===== Supplied information =====

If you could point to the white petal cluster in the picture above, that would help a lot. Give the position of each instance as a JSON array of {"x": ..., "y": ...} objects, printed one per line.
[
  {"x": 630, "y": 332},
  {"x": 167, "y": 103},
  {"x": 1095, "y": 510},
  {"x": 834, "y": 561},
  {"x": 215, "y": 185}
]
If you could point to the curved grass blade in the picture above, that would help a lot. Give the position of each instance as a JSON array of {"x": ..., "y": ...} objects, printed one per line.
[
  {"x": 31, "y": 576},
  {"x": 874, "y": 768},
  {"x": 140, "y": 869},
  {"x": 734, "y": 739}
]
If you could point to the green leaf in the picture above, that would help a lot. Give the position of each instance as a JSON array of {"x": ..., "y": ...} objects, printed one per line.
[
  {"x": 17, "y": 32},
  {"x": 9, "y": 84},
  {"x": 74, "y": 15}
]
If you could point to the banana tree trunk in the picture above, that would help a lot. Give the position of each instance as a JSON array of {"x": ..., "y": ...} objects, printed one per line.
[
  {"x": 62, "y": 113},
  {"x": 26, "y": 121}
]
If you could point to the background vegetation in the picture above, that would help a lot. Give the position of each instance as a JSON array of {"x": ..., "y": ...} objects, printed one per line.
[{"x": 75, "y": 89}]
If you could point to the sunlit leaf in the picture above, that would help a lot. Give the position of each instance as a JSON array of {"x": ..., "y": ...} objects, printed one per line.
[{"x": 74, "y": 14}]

=====

The answer must be the data above, repeated exactly as it stands.

If you could point to the white petal cluster in the picture above, that would help a lot. Give the position of each instance as a JSON array of {"x": ..., "y": ...} objects, printed one per line.
[
  {"x": 630, "y": 332},
  {"x": 167, "y": 103},
  {"x": 1095, "y": 510},
  {"x": 834, "y": 561},
  {"x": 215, "y": 185}
]
If you could point to the curved grass blade in the picture above, that would help a lot. Give the position of each instance as a JSON array of {"x": ..., "y": ...} objects, printed one per line.
[
  {"x": 31, "y": 576},
  {"x": 874, "y": 768},
  {"x": 140, "y": 869},
  {"x": 734, "y": 739}
]
If you could point to the green leaf in the picture above, that would help a lot. Give the position of each instance as a JSON array of {"x": ..., "y": ...} objects, printed one per line.
[
  {"x": 17, "y": 32},
  {"x": 9, "y": 84},
  {"x": 74, "y": 15}
]
If you could point to the banana tree trunk in the picture above, that would help a lot. Give the position of each instance as a JSON array of {"x": ..., "y": ...} objects, printed one per line.
[
  {"x": 62, "y": 113},
  {"x": 26, "y": 121}
]
If you could point to the background vegetation in the picture above, that would help a lot. Give the position of each instance as a JSON array of {"x": ..., "y": ...} objects, printed one per line.
[{"x": 75, "y": 89}]
If you could point to the sunlit leaf in the picture above, that would help a lot. Give the position of each instance as a JSON array of {"x": ..., "y": ...} objects, printed one per line.
[{"x": 74, "y": 14}]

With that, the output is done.